[BEGIN]

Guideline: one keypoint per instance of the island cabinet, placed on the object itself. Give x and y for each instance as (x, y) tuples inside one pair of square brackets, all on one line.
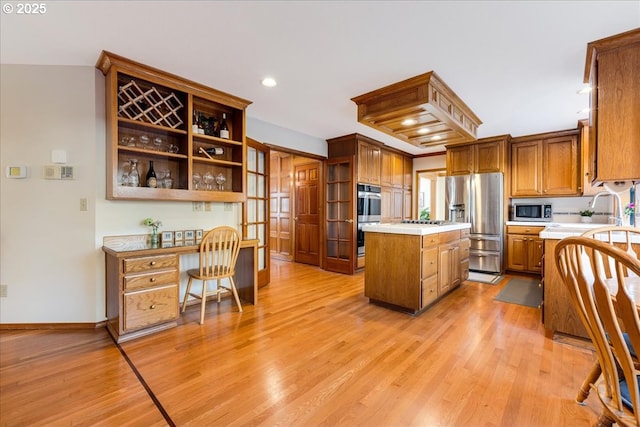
[(613, 72), (484, 156), (546, 165), (524, 248), (192, 134), (408, 272)]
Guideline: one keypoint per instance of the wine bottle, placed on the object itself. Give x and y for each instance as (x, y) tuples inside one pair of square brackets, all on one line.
[(152, 181), (224, 129), (194, 124), (215, 151)]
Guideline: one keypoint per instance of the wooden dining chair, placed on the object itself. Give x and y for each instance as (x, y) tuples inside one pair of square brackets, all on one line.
[(218, 255), (607, 306), (624, 238)]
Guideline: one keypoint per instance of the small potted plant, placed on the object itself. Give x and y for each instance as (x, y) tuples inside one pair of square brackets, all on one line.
[(154, 227), (586, 215)]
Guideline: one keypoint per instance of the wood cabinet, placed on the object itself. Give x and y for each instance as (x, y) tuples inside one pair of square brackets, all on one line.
[(410, 272), (484, 156), (448, 261), (142, 294), (613, 72), (153, 116), (545, 165), (524, 248), (340, 250), (368, 163)]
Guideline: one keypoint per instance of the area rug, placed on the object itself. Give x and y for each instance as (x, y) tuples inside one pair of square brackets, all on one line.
[(522, 291), (492, 279)]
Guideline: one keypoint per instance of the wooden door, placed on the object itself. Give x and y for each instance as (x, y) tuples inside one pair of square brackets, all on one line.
[(340, 251), (526, 168), (255, 218), (516, 252), (281, 221), (307, 211), (560, 166), (488, 157), (534, 254)]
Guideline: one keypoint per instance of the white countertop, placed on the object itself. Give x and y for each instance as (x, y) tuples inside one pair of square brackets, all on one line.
[(414, 229), (560, 231)]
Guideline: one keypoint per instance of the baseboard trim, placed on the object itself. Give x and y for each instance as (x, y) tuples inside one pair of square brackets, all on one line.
[(59, 326)]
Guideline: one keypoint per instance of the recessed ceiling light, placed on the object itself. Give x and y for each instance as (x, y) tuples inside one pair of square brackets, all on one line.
[(269, 82)]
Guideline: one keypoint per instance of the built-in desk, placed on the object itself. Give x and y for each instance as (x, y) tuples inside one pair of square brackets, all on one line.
[(143, 283)]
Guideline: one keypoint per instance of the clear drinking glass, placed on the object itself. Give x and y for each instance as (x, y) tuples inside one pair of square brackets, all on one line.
[(208, 180), (196, 180)]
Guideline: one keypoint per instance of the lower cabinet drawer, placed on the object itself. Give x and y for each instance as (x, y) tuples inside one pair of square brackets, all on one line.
[(429, 290), (464, 269), (150, 279), (153, 306), (429, 262)]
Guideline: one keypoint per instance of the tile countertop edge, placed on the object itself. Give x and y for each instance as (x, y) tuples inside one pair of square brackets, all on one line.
[(413, 229)]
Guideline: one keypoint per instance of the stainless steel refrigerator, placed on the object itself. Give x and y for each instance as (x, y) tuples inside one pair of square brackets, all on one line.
[(479, 199)]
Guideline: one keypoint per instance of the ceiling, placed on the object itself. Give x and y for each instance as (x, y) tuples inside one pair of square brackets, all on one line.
[(516, 64)]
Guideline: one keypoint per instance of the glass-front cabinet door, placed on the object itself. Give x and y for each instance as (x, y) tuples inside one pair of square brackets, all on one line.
[(340, 252), (255, 214)]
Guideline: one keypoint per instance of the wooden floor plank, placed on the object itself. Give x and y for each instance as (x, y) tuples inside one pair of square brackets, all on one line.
[(313, 352)]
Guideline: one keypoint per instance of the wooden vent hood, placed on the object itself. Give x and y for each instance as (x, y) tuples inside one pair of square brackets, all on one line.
[(422, 111)]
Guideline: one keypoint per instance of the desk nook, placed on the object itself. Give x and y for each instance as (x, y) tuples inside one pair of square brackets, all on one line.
[(143, 284)]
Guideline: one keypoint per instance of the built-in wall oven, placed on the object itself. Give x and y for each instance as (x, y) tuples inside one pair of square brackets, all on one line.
[(369, 210)]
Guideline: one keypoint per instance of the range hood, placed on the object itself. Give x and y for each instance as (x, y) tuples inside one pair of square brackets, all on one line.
[(422, 111)]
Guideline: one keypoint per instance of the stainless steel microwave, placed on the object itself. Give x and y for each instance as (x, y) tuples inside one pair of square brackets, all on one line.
[(531, 212)]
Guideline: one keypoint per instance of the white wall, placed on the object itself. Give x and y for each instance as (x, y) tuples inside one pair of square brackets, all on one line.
[(50, 251)]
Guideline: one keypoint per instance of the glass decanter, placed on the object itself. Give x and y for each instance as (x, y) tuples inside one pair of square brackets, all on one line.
[(134, 175)]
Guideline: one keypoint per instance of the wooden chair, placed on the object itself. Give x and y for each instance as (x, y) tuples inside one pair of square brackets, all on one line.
[(621, 237), (610, 315), (218, 255)]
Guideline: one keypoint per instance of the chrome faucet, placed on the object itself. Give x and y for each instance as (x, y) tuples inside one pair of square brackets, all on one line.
[(619, 216)]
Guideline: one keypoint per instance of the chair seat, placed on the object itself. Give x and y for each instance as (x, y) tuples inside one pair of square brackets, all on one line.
[(195, 273)]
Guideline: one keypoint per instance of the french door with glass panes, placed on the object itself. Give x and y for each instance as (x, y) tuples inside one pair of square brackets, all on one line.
[(340, 251), (255, 215)]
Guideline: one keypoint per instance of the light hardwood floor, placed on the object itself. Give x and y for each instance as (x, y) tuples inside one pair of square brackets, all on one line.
[(313, 352)]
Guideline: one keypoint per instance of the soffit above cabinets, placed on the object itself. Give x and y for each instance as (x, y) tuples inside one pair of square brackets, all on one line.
[(439, 116)]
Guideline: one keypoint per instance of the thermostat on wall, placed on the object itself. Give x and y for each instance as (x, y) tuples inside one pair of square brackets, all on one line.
[(58, 172), (16, 172)]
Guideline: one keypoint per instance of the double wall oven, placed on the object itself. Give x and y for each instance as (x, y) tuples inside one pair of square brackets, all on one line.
[(369, 210)]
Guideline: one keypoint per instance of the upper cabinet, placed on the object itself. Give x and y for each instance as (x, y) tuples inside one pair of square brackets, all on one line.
[(545, 165), (192, 136), (613, 72), (485, 156)]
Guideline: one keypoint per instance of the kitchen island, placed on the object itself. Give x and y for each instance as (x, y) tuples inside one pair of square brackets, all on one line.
[(410, 266)]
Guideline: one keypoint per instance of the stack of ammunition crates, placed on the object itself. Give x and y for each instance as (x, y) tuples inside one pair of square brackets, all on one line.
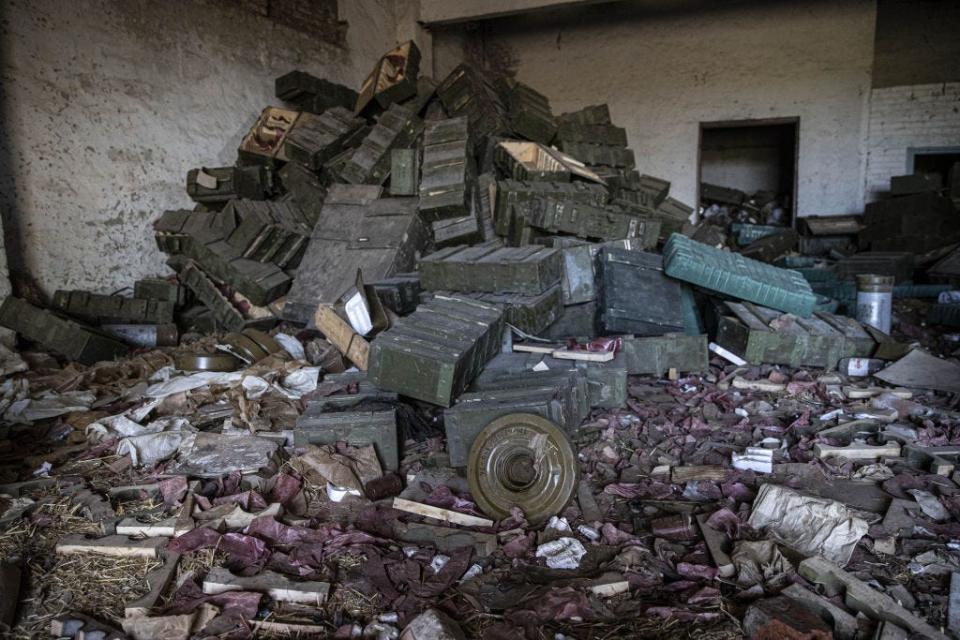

[END]

**Instruction:** Starting at the beginning of the entries and ending at the line that contains "[(414, 229), (560, 231)]", reproduce every line, including the requests, with each x and y coordinate in the answers multiplied by 2.15 and rounded to a whole number, halves rounded up. Leave the pictures out.

**Response for this exercise:**
Guideline: one keypoint per instance of the island cabinet, placed on the object itself. Give x and y for each instance as (x, y) tuples inside one pair of square brackets, all on one line.
[(1318, 155), (1041, 335), (1174, 355), (1127, 533), (413, 288), (877, 585)]
Guideline: one keypoint per instance of the wine bottle, placed on the object itself. Give x and y for each instance as (x, y) tuples inside one pair of square brackets, all on one line.
[(327, 389), (482, 277), (417, 267), (462, 325)]
Guideline: one keypoint per instance of the wooden dining chair, placed on the object itself. Give x and y for each instance as (x, y) tuples inside one pair of square brackets, all on one line.
[(469, 548), (1305, 658), (1342, 512)]
Guideline: one keypoint per instance of the small potted plant, placed on the object itself. Give x and y for each instance as (x, y) tuples inside one pair of square brackets, all on one line.
[(331, 488), (1260, 462)]
Guideline: one keypoint per instance of the wood cabinet, placed on the object itself. Give x and y for each instance as (x, y) tuples inside one pair of square brackets, all on one line.
[(882, 585), (1041, 335), (963, 561), (305, 632), (1318, 155), (329, 249), (1172, 355), (1127, 533), (731, 538), (791, 350)]
Guideline: one keypoint per instance of the area rug, placed on the object itself. Give x and y for each instance as (x, y) tuples inside one pair of square brackets, all on one line.
[(1122, 626), (1058, 600)]
Guideline: one keypoint per instance of the wooden door, placed on the object itself. Give x and y for each instance as (x, y) tuples inside one pair of square brackets, all on one line.
[(731, 540), (1131, 361), (548, 469), (1109, 542), (604, 475), (660, 454), (1204, 357), (1049, 338), (1148, 546)]
Guideline: one keypoint per instance of the white countertop, placed on the object itself. Give x and y for each instance as (x, y) tuples inside one pair of square brackets, all on one line.
[(890, 492), (1204, 497)]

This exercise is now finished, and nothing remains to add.